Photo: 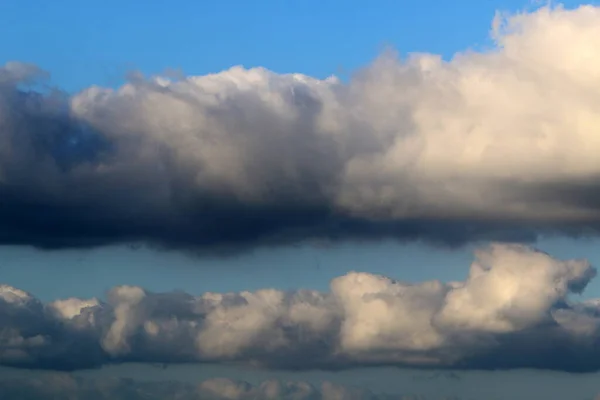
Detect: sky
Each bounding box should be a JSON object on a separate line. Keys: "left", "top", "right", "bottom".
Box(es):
{"left": 0, "top": 0, "right": 544, "bottom": 92}
{"left": 4, "top": 0, "right": 600, "bottom": 399}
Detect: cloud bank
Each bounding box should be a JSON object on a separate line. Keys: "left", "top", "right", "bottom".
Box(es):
{"left": 0, "top": 374, "right": 451, "bottom": 400}
{"left": 3, "top": 5, "right": 600, "bottom": 252}
{"left": 2, "top": 244, "right": 600, "bottom": 372}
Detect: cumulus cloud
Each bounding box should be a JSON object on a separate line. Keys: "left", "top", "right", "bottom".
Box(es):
{"left": 1, "top": 244, "right": 600, "bottom": 372}
{"left": 4, "top": 5, "right": 600, "bottom": 252}
{"left": 0, "top": 374, "right": 446, "bottom": 400}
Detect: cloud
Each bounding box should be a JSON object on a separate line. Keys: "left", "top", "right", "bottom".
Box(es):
{"left": 1, "top": 244, "right": 600, "bottom": 372}
{"left": 3, "top": 5, "right": 600, "bottom": 252}
{"left": 0, "top": 374, "right": 447, "bottom": 400}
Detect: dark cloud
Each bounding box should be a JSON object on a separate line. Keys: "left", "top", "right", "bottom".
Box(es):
{"left": 3, "top": 6, "right": 600, "bottom": 253}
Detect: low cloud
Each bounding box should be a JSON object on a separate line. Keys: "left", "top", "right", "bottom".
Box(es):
{"left": 1, "top": 244, "right": 600, "bottom": 372}
{"left": 0, "top": 374, "right": 453, "bottom": 400}
{"left": 3, "top": 5, "right": 600, "bottom": 252}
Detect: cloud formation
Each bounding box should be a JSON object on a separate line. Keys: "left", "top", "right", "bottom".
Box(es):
{"left": 0, "top": 374, "right": 449, "bottom": 400}
{"left": 3, "top": 5, "right": 600, "bottom": 252}
{"left": 1, "top": 244, "right": 600, "bottom": 372}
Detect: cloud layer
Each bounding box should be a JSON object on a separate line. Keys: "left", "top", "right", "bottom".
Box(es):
{"left": 0, "top": 374, "right": 451, "bottom": 400}
{"left": 2, "top": 244, "right": 600, "bottom": 372}
{"left": 3, "top": 5, "right": 600, "bottom": 252}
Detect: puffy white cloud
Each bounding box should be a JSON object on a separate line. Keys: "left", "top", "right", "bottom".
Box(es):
{"left": 1, "top": 244, "right": 600, "bottom": 372}
{"left": 436, "top": 245, "right": 594, "bottom": 333}
{"left": 47, "top": 297, "right": 100, "bottom": 320}
{"left": 4, "top": 5, "right": 600, "bottom": 251}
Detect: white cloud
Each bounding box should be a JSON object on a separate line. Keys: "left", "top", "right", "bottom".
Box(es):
{"left": 0, "top": 244, "right": 599, "bottom": 372}
{"left": 47, "top": 297, "right": 100, "bottom": 320}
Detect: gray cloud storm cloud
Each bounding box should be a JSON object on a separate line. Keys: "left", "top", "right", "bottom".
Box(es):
{"left": 2, "top": 244, "right": 600, "bottom": 372}
{"left": 3, "top": 5, "right": 600, "bottom": 252}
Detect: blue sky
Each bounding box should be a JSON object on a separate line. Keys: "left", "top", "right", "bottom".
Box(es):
{"left": 1, "top": 0, "right": 582, "bottom": 92}
{"left": 3, "top": 238, "right": 600, "bottom": 302}
{"left": 4, "top": 1, "right": 600, "bottom": 399}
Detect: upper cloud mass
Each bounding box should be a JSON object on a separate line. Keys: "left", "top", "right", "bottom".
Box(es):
{"left": 2, "top": 5, "right": 600, "bottom": 252}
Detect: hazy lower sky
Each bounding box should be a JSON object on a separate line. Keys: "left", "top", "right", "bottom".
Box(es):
{"left": 1, "top": 237, "right": 600, "bottom": 302}
{"left": 3, "top": 1, "right": 600, "bottom": 399}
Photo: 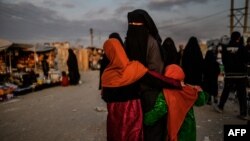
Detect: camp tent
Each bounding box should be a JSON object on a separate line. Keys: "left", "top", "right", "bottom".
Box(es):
{"left": 23, "top": 44, "right": 55, "bottom": 72}
{"left": 5, "top": 43, "right": 55, "bottom": 73}
{"left": 0, "top": 38, "right": 12, "bottom": 51}
{"left": 0, "top": 39, "right": 13, "bottom": 73}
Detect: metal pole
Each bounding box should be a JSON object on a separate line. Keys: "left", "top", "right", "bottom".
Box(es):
{"left": 230, "top": 0, "right": 234, "bottom": 34}
{"left": 244, "top": 0, "right": 249, "bottom": 33}
{"left": 90, "top": 28, "right": 93, "bottom": 46}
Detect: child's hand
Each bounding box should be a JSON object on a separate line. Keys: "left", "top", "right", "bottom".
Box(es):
{"left": 181, "top": 81, "right": 186, "bottom": 87}
{"left": 193, "top": 85, "right": 202, "bottom": 92}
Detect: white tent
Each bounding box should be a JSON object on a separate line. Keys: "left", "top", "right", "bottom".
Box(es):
{"left": 0, "top": 38, "right": 12, "bottom": 51}
{"left": 24, "top": 45, "right": 55, "bottom": 52}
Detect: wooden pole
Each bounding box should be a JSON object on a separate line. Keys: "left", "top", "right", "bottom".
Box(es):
{"left": 9, "top": 52, "right": 12, "bottom": 74}
{"left": 34, "top": 44, "right": 37, "bottom": 73}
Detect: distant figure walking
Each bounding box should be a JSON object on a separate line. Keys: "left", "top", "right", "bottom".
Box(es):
{"left": 203, "top": 50, "right": 220, "bottom": 105}
{"left": 42, "top": 55, "right": 49, "bottom": 79}
{"left": 67, "top": 48, "right": 80, "bottom": 85}
{"left": 215, "top": 31, "right": 248, "bottom": 120}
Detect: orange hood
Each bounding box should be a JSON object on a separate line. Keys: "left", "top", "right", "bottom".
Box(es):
{"left": 101, "top": 38, "right": 148, "bottom": 87}
{"left": 163, "top": 64, "right": 198, "bottom": 141}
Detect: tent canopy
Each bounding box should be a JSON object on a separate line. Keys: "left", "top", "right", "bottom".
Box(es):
{"left": 0, "top": 39, "right": 13, "bottom": 51}
{"left": 24, "top": 44, "right": 55, "bottom": 53}
{"left": 8, "top": 43, "right": 55, "bottom": 53}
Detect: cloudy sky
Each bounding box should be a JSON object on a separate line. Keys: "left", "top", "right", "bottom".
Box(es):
{"left": 0, "top": 0, "right": 248, "bottom": 47}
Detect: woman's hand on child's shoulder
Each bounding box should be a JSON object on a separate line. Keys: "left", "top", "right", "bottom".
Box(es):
{"left": 181, "top": 81, "right": 186, "bottom": 87}
{"left": 193, "top": 85, "right": 202, "bottom": 92}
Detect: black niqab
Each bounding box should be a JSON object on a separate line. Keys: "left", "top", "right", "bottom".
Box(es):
{"left": 125, "top": 9, "right": 162, "bottom": 66}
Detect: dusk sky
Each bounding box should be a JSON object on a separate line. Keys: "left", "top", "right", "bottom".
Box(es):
{"left": 0, "top": 0, "right": 248, "bottom": 47}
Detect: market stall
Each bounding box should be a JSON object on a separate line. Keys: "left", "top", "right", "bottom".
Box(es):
{"left": 87, "top": 46, "right": 103, "bottom": 70}
{"left": 0, "top": 38, "right": 14, "bottom": 101}
{"left": 0, "top": 38, "right": 13, "bottom": 74}
{"left": 0, "top": 43, "right": 61, "bottom": 99}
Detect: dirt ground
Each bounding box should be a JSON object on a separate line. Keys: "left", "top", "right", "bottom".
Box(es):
{"left": 0, "top": 71, "right": 248, "bottom": 141}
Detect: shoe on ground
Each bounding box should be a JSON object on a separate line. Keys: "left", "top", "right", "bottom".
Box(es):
{"left": 237, "top": 115, "right": 249, "bottom": 120}
{"left": 214, "top": 105, "right": 223, "bottom": 113}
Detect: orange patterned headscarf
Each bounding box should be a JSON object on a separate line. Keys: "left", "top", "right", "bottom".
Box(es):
{"left": 163, "top": 64, "right": 198, "bottom": 141}
{"left": 101, "top": 38, "right": 148, "bottom": 87}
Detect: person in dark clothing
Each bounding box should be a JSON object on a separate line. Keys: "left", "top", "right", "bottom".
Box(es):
{"left": 203, "top": 50, "right": 220, "bottom": 105}
{"left": 215, "top": 31, "right": 248, "bottom": 120}
{"left": 42, "top": 55, "right": 49, "bottom": 79}
{"left": 246, "top": 37, "right": 250, "bottom": 65}
{"left": 181, "top": 36, "right": 204, "bottom": 86}
{"left": 161, "top": 37, "right": 180, "bottom": 67}
{"left": 99, "top": 32, "right": 124, "bottom": 90}
{"left": 125, "top": 9, "right": 166, "bottom": 141}
{"left": 246, "top": 37, "right": 250, "bottom": 87}
{"left": 246, "top": 37, "right": 250, "bottom": 56}
{"left": 67, "top": 48, "right": 80, "bottom": 85}
{"left": 178, "top": 44, "right": 184, "bottom": 66}
{"left": 109, "top": 33, "right": 124, "bottom": 47}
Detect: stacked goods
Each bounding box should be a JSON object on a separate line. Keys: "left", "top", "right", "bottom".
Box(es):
{"left": 0, "top": 83, "right": 17, "bottom": 101}
{"left": 87, "top": 47, "right": 103, "bottom": 70}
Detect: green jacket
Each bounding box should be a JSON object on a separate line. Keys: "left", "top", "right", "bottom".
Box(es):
{"left": 144, "top": 91, "right": 208, "bottom": 141}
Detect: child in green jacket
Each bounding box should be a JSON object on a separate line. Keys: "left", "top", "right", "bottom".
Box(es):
{"left": 144, "top": 64, "right": 208, "bottom": 141}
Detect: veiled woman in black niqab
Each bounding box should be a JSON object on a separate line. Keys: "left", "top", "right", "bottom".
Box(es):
{"left": 182, "top": 36, "right": 204, "bottom": 85}
{"left": 67, "top": 48, "right": 80, "bottom": 85}
{"left": 161, "top": 37, "right": 180, "bottom": 67}
{"left": 125, "top": 9, "right": 166, "bottom": 141}
{"left": 125, "top": 9, "right": 163, "bottom": 66}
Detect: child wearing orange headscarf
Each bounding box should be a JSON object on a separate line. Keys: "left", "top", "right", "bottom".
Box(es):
{"left": 144, "top": 64, "right": 208, "bottom": 141}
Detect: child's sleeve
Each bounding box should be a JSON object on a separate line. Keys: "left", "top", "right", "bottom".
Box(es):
{"left": 194, "top": 91, "right": 209, "bottom": 106}
{"left": 144, "top": 92, "right": 168, "bottom": 126}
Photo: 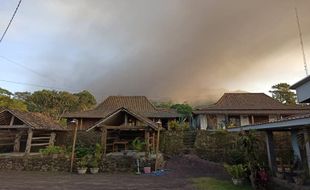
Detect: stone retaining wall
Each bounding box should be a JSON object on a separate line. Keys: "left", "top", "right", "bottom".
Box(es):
{"left": 0, "top": 153, "right": 163, "bottom": 173}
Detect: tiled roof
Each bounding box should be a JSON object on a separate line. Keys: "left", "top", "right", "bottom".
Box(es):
{"left": 63, "top": 96, "right": 180, "bottom": 119}
{"left": 0, "top": 109, "right": 65, "bottom": 131}
{"left": 194, "top": 93, "right": 310, "bottom": 115}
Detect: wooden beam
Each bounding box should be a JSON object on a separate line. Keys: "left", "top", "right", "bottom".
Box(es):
{"left": 0, "top": 125, "right": 28, "bottom": 129}
{"left": 103, "top": 125, "right": 145, "bottom": 130}
{"left": 31, "top": 143, "right": 50, "bottom": 147}
{"left": 265, "top": 131, "right": 277, "bottom": 175}
{"left": 13, "top": 131, "right": 23, "bottom": 152}
{"left": 101, "top": 128, "right": 107, "bottom": 156}
{"left": 145, "top": 130, "right": 150, "bottom": 154}
{"left": 32, "top": 137, "right": 50, "bottom": 140}
{"left": 9, "top": 116, "right": 15, "bottom": 126}
{"left": 155, "top": 127, "right": 161, "bottom": 171}
{"left": 125, "top": 113, "right": 128, "bottom": 125}
{"left": 49, "top": 132, "right": 56, "bottom": 146}
{"left": 303, "top": 129, "right": 310, "bottom": 175}
{"left": 25, "top": 128, "right": 33, "bottom": 155}
{"left": 70, "top": 122, "right": 78, "bottom": 173}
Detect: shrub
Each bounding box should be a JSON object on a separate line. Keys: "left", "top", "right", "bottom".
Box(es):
{"left": 224, "top": 164, "right": 247, "bottom": 179}
{"left": 39, "top": 146, "right": 64, "bottom": 155}
{"left": 131, "top": 137, "right": 145, "bottom": 152}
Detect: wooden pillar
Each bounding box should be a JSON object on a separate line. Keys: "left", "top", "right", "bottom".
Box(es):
{"left": 291, "top": 130, "right": 302, "bottom": 161}
{"left": 25, "top": 128, "right": 33, "bottom": 155}
{"left": 125, "top": 114, "right": 128, "bottom": 125}
{"left": 49, "top": 132, "right": 56, "bottom": 146}
{"left": 303, "top": 129, "right": 310, "bottom": 175}
{"left": 265, "top": 131, "right": 277, "bottom": 175}
{"left": 10, "top": 116, "right": 15, "bottom": 126}
{"left": 79, "top": 118, "right": 83, "bottom": 130}
{"left": 101, "top": 127, "right": 107, "bottom": 156}
{"left": 251, "top": 115, "right": 255, "bottom": 124}
{"left": 13, "top": 131, "right": 23, "bottom": 152}
{"left": 155, "top": 127, "right": 161, "bottom": 171}
{"left": 70, "top": 122, "right": 78, "bottom": 172}
{"left": 145, "top": 129, "right": 150, "bottom": 154}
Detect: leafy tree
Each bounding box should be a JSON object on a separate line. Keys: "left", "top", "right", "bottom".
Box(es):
{"left": 269, "top": 83, "right": 297, "bottom": 105}
{"left": 26, "top": 89, "right": 96, "bottom": 120}
{"left": 74, "top": 90, "right": 97, "bottom": 111}
{"left": 0, "top": 94, "right": 27, "bottom": 111}
{"left": 0, "top": 87, "right": 12, "bottom": 97}
{"left": 171, "top": 103, "right": 193, "bottom": 118}
{"left": 14, "top": 91, "right": 31, "bottom": 101}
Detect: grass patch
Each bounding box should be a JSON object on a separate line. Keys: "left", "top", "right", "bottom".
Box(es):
{"left": 192, "top": 177, "right": 252, "bottom": 190}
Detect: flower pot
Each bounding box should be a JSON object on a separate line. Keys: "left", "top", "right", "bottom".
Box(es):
{"left": 90, "top": 168, "right": 99, "bottom": 174}
{"left": 232, "top": 178, "right": 243, "bottom": 185}
{"left": 144, "top": 167, "right": 151, "bottom": 174}
{"left": 77, "top": 168, "right": 87, "bottom": 174}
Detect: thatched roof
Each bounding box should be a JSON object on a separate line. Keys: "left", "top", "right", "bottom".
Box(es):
{"left": 0, "top": 109, "right": 65, "bottom": 131}
{"left": 194, "top": 93, "right": 310, "bottom": 115}
{"left": 63, "top": 96, "right": 180, "bottom": 119}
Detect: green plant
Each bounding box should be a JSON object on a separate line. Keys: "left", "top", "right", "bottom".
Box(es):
{"left": 39, "top": 146, "right": 64, "bottom": 155}
{"left": 168, "top": 120, "right": 189, "bottom": 131}
{"left": 132, "top": 137, "right": 145, "bottom": 152}
{"left": 77, "top": 156, "right": 89, "bottom": 169}
{"left": 89, "top": 158, "right": 99, "bottom": 168}
{"left": 75, "top": 145, "right": 93, "bottom": 158}
{"left": 224, "top": 164, "right": 247, "bottom": 179}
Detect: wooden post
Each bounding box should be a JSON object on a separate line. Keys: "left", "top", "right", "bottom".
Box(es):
{"left": 303, "top": 129, "right": 310, "bottom": 175}
{"left": 25, "top": 128, "right": 33, "bottom": 155}
{"left": 145, "top": 129, "right": 150, "bottom": 154}
{"left": 291, "top": 130, "right": 302, "bottom": 161}
{"left": 13, "top": 130, "right": 23, "bottom": 152}
{"left": 265, "top": 131, "right": 277, "bottom": 175}
{"left": 70, "top": 122, "right": 78, "bottom": 173}
{"left": 251, "top": 115, "right": 255, "bottom": 124}
{"left": 80, "top": 118, "right": 83, "bottom": 130}
{"left": 101, "top": 127, "right": 107, "bottom": 156}
{"left": 125, "top": 114, "right": 128, "bottom": 125}
{"left": 49, "top": 132, "right": 56, "bottom": 146}
{"left": 10, "top": 116, "right": 15, "bottom": 126}
{"left": 155, "top": 127, "right": 161, "bottom": 171}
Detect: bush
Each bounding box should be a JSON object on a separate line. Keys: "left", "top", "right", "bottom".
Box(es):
{"left": 39, "top": 146, "right": 64, "bottom": 155}
{"left": 224, "top": 164, "right": 247, "bottom": 179}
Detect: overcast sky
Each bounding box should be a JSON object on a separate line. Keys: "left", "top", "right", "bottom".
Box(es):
{"left": 0, "top": 0, "right": 309, "bottom": 103}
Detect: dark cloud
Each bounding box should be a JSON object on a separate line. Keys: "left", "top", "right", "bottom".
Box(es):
{"left": 1, "top": 0, "right": 310, "bottom": 103}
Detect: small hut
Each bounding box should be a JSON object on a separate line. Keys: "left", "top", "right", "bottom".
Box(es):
{"left": 86, "top": 107, "right": 160, "bottom": 156}
{"left": 0, "top": 109, "right": 66, "bottom": 155}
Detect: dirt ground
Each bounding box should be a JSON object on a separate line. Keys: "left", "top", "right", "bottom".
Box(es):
{"left": 0, "top": 154, "right": 229, "bottom": 190}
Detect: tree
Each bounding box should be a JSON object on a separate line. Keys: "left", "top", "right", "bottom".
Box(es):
{"left": 171, "top": 103, "right": 193, "bottom": 118}
{"left": 269, "top": 83, "right": 297, "bottom": 105}
{"left": 26, "top": 89, "right": 96, "bottom": 120}
{"left": 0, "top": 88, "right": 27, "bottom": 111}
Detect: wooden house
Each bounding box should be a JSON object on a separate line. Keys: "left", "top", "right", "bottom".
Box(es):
{"left": 63, "top": 96, "right": 180, "bottom": 153}
{"left": 193, "top": 93, "right": 310, "bottom": 130}
{"left": 0, "top": 109, "right": 66, "bottom": 155}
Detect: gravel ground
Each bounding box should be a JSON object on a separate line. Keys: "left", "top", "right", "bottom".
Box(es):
{"left": 0, "top": 154, "right": 229, "bottom": 190}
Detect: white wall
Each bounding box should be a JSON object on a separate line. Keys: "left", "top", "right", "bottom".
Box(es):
{"left": 199, "top": 115, "right": 208, "bottom": 130}
{"left": 240, "top": 115, "right": 250, "bottom": 126}
{"left": 217, "top": 115, "right": 226, "bottom": 129}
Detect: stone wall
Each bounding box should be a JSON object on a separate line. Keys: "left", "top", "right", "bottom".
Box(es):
{"left": 0, "top": 152, "right": 163, "bottom": 173}
{"left": 0, "top": 155, "right": 70, "bottom": 172}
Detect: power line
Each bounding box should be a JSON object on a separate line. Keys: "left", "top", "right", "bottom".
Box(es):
{"left": 0, "top": 79, "right": 77, "bottom": 92}
{"left": 0, "top": 0, "right": 22, "bottom": 44}
{"left": 0, "top": 56, "right": 56, "bottom": 82}
{"left": 293, "top": 0, "right": 308, "bottom": 76}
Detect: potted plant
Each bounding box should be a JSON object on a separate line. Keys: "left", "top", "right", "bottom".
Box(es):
{"left": 132, "top": 138, "right": 145, "bottom": 152}
{"left": 77, "top": 156, "right": 88, "bottom": 174}
{"left": 224, "top": 164, "right": 247, "bottom": 185}
{"left": 89, "top": 144, "right": 102, "bottom": 174}
{"left": 89, "top": 158, "right": 99, "bottom": 174}
{"left": 143, "top": 158, "right": 152, "bottom": 174}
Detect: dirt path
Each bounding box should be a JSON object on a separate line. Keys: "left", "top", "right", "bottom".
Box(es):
{"left": 0, "top": 154, "right": 228, "bottom": 190}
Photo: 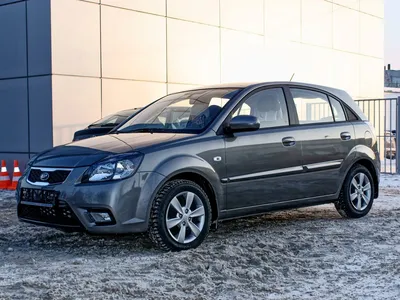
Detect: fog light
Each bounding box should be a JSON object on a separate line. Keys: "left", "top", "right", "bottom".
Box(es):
{"left": 90, "top": 212, "right": 112, "bottom": 223}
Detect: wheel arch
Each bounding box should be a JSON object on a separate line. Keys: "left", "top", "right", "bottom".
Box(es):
{"left": 338, "top": 144, "right": 379, "bottom": 199}
{"left": 148, "top": 155, "right": 224, "bottom": 223}
{"left": 340, "top": 157, "right": 379, "bottom": 199}
{"left": 167, "top": 171, "right": 219, "bottom": 222}
{"left": 353, "top": 158, "right": 379, "bottom": 199}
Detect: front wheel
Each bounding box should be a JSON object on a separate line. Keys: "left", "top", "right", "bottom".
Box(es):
{"left": 148, "top": 179, "right": 211, "bottom": 251}
{"left": 335, "top": 164, "right": 374, "bottom": 218}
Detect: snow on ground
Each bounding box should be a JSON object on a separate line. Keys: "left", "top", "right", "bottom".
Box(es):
{"left": 380, "top": 173, "right": 400, "bottom": 188}
{"left": 1, "top": 177, "right": 400, "bottom": 300}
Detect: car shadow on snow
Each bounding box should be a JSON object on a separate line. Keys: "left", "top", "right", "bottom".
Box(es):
{"left": 4, "top": 204, "right": 344, "bottom": 256}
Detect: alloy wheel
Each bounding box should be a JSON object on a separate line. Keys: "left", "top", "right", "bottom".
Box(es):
{"left": 165, "top": 191, "right": 205, "bottom": 244}
{"left": 349, "top": 172, "right": 372, "bottom": 211}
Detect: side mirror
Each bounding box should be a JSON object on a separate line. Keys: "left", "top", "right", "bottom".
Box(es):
{"left": 226, "top": 115, "right": 260, "bottom": 133}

-----

● **Directions for this task**
In the records above, which lines hold the string "wheel"? Copy each one.

● **Task output**
Detect: wheel arch
Detect: front wheel
Detect: alloy wheel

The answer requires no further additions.